Records drawn from a dataset
^^^^^^^^^^^^^^^^
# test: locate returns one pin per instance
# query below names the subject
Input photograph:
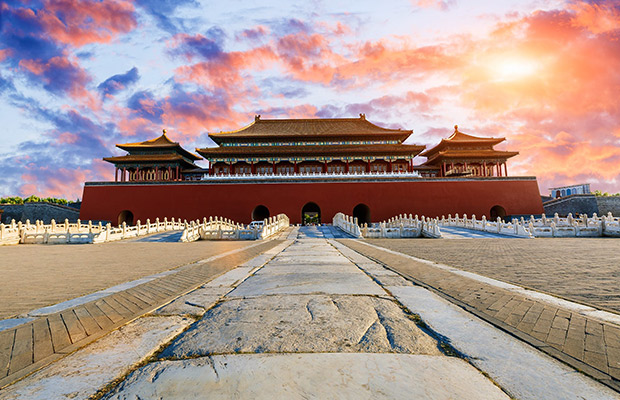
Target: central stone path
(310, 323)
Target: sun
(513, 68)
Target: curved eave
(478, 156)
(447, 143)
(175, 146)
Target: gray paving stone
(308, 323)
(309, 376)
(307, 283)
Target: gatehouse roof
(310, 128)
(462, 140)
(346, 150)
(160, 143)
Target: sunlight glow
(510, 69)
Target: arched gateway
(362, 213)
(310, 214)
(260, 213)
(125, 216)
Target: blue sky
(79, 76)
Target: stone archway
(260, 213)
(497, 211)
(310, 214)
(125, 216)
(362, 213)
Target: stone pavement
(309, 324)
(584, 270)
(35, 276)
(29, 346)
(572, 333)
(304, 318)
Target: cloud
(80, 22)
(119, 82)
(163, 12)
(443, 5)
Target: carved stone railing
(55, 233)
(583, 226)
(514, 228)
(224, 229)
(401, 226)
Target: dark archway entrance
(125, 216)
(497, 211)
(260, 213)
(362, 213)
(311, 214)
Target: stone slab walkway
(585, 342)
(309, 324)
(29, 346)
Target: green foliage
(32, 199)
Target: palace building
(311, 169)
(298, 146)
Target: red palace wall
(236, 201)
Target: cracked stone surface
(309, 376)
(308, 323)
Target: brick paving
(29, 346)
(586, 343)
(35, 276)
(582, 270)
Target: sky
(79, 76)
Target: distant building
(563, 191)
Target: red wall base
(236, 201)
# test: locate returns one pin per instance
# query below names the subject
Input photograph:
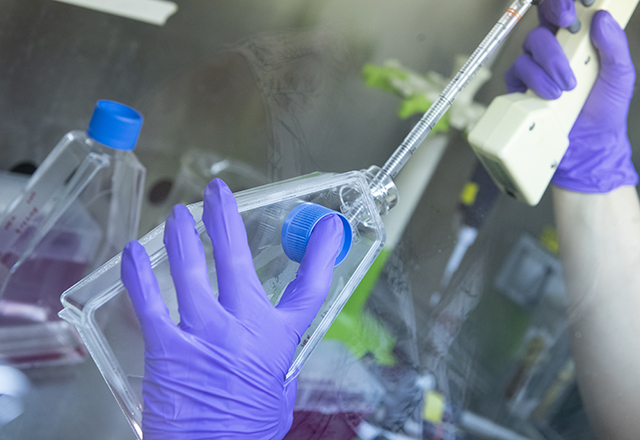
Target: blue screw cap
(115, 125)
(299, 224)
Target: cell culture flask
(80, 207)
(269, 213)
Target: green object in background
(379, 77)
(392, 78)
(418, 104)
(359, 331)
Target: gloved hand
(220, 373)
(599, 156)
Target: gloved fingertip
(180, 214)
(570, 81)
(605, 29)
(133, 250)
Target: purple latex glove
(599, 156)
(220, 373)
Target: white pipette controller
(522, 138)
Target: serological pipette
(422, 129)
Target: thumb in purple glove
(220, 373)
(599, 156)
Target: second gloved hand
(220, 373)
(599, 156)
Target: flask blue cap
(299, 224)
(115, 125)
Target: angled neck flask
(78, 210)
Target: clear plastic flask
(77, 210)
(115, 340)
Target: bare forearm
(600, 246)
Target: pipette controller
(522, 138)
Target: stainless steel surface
^^^^^^^^^^^^^^^^
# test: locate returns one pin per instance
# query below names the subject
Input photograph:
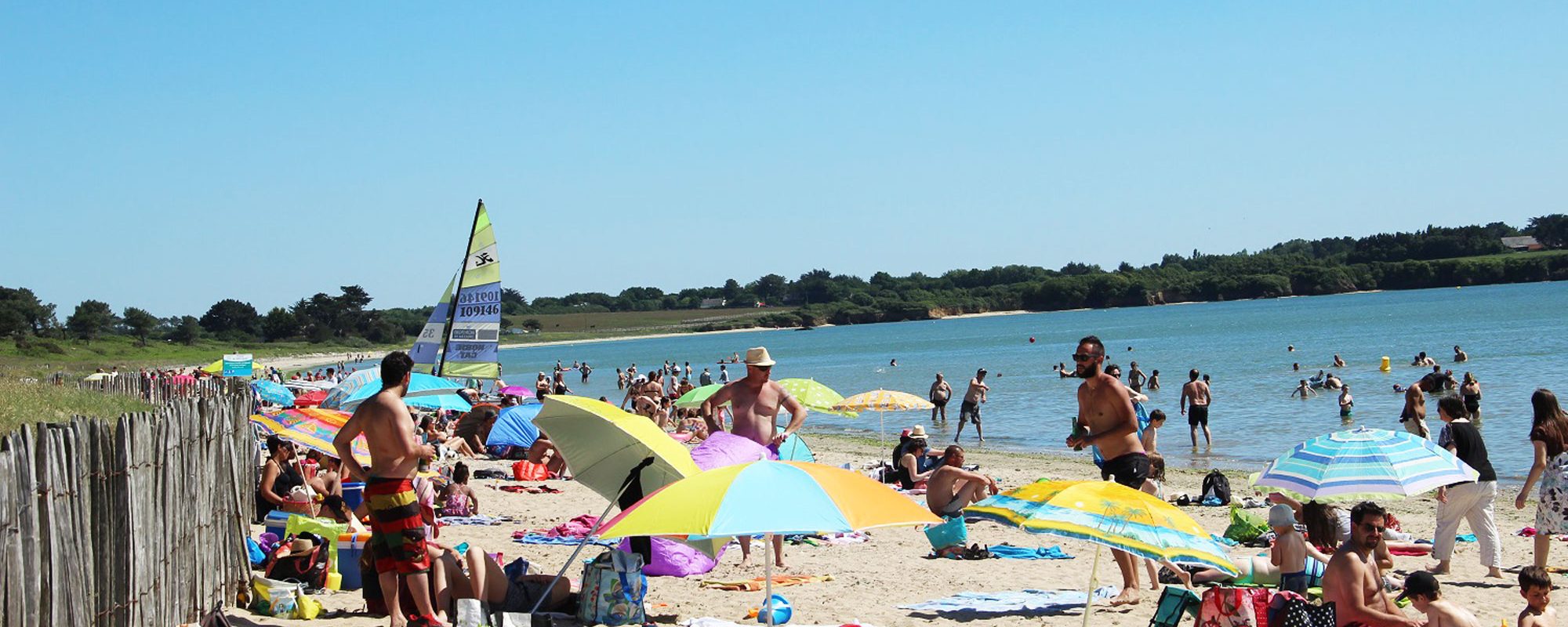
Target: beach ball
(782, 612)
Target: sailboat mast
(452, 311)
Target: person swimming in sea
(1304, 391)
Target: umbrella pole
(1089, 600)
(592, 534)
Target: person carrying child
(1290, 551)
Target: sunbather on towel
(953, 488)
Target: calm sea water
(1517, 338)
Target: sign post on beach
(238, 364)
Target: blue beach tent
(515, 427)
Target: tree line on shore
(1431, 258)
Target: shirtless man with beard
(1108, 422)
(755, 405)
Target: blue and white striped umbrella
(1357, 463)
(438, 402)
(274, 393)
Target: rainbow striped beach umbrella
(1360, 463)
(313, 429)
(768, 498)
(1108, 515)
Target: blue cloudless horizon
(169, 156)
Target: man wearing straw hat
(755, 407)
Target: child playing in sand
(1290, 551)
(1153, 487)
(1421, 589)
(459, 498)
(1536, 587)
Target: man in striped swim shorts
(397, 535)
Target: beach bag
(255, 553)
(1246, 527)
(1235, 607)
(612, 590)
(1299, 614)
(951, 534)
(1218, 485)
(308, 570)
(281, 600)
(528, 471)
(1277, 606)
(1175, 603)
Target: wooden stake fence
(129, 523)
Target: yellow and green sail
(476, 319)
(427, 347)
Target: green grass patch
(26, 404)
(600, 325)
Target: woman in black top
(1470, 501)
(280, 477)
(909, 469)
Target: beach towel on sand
^^^^^^^^^^^^^^^^
Above are the records; copy exactly the lines from the one with "Target: green foliage" through the one with "Target: stainless steel surface", including both, and nothing more. Leave out pictures.

= WRITTEN ANSWER =
Target: green foliage
(32, 199)
Target: palace building
(311, 169)
(298, 146)
Target: red palace wall
(236, 201)
Target: cracked stone surface
(309, 376)
(308, 323)
Target: brick paving
(29, 346)
(586, 343)
(35, 276)
(582, 270)
Target: sky
(79, 76)
Target: distant building
(563, 191)
Target: red wall base
(236, 201)
# test: locate returns one pin per instance
# query below names the subject
Input photograph:
Target: blue screw cap
(115, 125)
(299, 224)
Target: cell culture flask
(80, 207)
(269, 213)
Target: green object in background
(379, 77)
(392, 78)
(418, 104)
(359, 331)
Target: gloved hand
(220, 373)
(599, 156)
Target: gloved fingertip
(180, 214)
(570, 81)
(605, 29)
(133, 250)
Target: purple latex glove
(599, 156)
(220, 373)
Target: white pipette controller
(522, 138)
Target: serological pipette
(422, 129)
Target: thumb in purple glove
(220, 373)
(599, 156)
Target: second gloved hand
(220, 373)
(599, 156)
Target: flask blue cap
(299, 224)
(115, 125)
Target: angled neck flask
(78, 210)
Target: clear plastic flask
(77, 210)
(115, 340)
Target: bare forearm
(600, 246)
Target: pipette controller
(522, 138)
Target: stainless steel surface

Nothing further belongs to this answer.